● TASK DIRECTIONS: Report each line below that contains the word "hood" and copy every such line in full.

● ROWS:
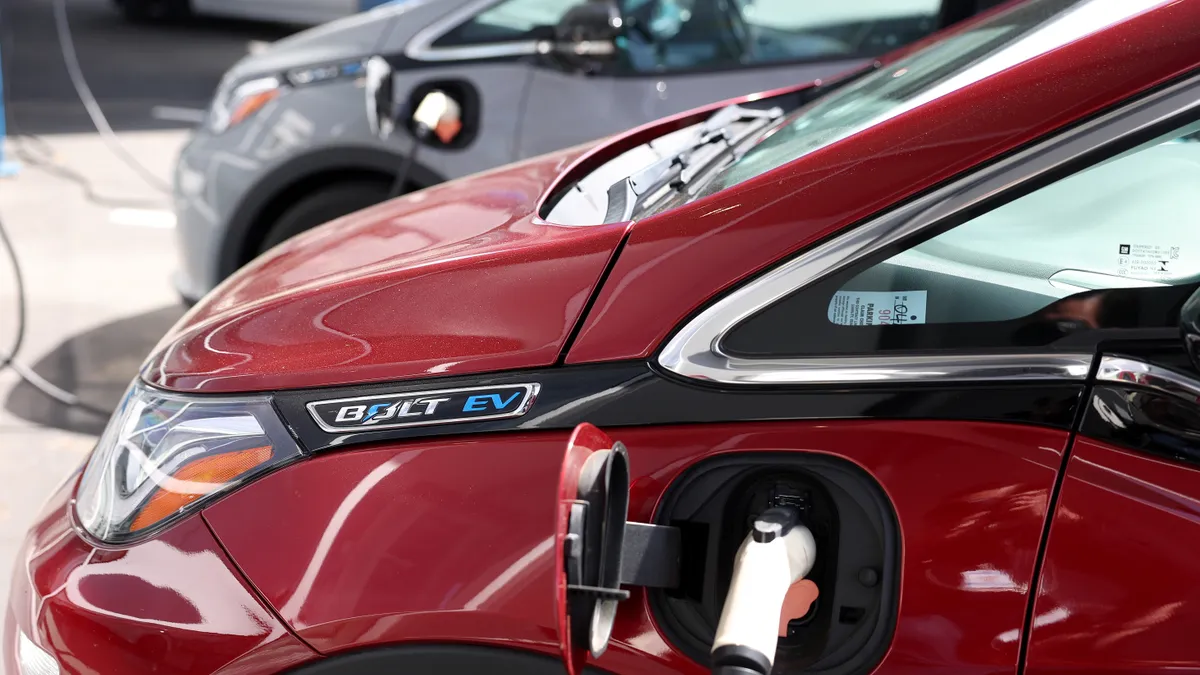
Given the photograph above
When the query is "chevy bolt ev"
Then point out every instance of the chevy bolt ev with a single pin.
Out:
(923, 339)
(288, 144)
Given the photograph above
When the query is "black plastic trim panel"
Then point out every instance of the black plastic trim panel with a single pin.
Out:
(438, 659)
(630, 394)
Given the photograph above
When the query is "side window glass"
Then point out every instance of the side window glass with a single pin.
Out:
(1111, 246)
(510, 21)
(682, 35)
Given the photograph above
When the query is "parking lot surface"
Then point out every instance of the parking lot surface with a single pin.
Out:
(94, 238)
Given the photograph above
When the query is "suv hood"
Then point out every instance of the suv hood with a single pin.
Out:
(358, 36)
(456, 279)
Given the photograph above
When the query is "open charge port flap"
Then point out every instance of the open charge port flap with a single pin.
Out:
(712, 508)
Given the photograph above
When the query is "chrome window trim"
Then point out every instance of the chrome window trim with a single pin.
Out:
(420, 47)
(695, 352)
(1125, 370)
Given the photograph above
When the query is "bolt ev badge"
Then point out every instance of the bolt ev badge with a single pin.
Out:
(423, 408)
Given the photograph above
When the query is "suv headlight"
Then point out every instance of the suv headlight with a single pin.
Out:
(163, 455)
(235, 103)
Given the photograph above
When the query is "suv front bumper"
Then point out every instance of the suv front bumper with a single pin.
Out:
(173, 604)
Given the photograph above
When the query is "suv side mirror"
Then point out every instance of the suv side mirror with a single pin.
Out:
(1189, 328)
(587, 35)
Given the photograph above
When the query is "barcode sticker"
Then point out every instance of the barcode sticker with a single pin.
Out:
(877, 308)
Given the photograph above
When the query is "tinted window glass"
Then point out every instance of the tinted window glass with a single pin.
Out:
(1024, 33)
(510, 21)
(681, 35)
(1111, 246)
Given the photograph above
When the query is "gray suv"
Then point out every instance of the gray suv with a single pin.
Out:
(291, 141)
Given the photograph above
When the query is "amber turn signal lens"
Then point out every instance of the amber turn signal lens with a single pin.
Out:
(251, 105)
(198, 479)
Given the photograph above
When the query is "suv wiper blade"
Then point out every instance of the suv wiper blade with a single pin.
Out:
(630, 193)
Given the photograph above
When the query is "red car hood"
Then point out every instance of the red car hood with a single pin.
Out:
(456, 279)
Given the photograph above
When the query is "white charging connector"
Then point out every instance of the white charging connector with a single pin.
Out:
(436, 109)
(777, 554)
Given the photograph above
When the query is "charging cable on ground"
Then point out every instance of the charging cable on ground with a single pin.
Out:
(9, 359)
(66, 45)
(778, 553)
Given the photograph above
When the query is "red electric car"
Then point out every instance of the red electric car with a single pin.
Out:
(931, 311)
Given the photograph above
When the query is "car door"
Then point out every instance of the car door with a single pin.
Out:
(1117, 591)
(942, 352)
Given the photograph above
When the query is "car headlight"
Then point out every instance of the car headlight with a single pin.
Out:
(163, 455)
(235, 103)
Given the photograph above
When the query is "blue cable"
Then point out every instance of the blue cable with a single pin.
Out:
(7, 167)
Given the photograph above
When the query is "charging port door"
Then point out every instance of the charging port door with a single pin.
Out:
(593, 503)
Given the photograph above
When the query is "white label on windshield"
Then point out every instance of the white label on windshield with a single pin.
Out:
(877, 308)
(1151, 262)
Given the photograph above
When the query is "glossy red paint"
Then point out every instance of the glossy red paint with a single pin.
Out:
(742, 231)
(1119, 586)
(460, 278)
(453, 541)
(173, 604)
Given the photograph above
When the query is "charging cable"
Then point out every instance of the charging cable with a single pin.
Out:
(9, 359)
(778, 553)
(66, 45)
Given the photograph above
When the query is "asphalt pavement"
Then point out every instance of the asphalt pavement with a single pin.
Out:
(93, 237)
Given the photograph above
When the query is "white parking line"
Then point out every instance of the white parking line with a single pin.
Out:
(174, 113)
(143, 217)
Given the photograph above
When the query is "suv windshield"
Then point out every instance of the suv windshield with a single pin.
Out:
(959, 60)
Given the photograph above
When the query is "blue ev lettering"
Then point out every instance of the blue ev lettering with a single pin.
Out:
(415, 408)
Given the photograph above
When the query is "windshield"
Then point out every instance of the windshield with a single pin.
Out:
(940, 69)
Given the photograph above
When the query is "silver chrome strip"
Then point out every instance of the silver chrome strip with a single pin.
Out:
(695, 350)
(420, 47)
(1123, 370)
(845, 370)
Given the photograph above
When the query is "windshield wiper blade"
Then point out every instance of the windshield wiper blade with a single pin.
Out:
(630, 193)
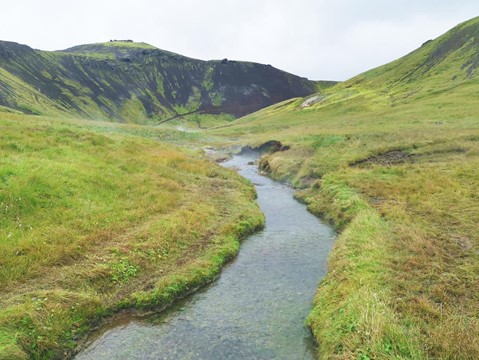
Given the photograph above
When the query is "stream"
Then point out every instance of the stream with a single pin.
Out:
(256, 309)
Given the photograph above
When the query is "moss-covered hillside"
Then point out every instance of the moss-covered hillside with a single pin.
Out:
(136, 82)
(392, 158)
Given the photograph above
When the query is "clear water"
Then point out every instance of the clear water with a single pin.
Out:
(256, 309)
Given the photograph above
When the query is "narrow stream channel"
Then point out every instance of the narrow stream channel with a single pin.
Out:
(256, 309)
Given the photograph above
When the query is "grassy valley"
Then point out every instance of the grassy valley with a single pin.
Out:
(97, 217)
(391, 157)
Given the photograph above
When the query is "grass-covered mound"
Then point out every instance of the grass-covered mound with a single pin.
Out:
(392, 158)
(96, 217)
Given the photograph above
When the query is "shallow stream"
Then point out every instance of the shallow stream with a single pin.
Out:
(256, 309)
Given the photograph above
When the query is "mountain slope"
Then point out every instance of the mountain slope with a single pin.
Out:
(136, 82)
(391, 157)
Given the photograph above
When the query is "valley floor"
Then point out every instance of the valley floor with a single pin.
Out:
(98, 217)
(401, 185)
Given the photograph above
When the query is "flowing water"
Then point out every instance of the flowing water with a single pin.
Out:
(256, 309)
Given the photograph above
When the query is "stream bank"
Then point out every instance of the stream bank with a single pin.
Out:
(256, 309)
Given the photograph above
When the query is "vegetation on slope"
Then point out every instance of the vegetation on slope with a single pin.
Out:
(97, 217)
(392, 158)
(136, 83)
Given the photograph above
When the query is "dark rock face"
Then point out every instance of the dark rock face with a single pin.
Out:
(121, 80)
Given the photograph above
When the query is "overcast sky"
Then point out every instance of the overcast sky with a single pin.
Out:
(318, 39)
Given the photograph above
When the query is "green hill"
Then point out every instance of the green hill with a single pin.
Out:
(136, 83)
(391, 157)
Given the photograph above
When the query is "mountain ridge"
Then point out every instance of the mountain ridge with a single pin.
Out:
(136, 82)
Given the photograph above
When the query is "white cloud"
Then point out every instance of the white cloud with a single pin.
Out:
(319, 39)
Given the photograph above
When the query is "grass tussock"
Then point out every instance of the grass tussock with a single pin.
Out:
(391, 157)
(99, 217)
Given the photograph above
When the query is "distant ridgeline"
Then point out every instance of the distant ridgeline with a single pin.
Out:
(135, 82)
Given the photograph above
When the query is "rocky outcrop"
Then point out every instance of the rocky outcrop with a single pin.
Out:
(122, 80)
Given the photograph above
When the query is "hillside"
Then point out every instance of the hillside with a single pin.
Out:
(391, 157)
(136, 82)
(129, 219)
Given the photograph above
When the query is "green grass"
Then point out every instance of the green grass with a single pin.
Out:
(97, 217)
(391, 157)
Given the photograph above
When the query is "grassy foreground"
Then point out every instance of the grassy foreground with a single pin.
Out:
(391, 157)
(98, 217)
(403, 277)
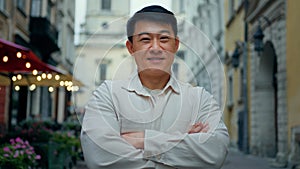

● ANSWER TO THE EXERCISE:
When the query is "suv hood"
Then point out every instance of the suv hood with a single pin.
When the query is "red car hood"
Then point out every instance of the red car hood with a single pin.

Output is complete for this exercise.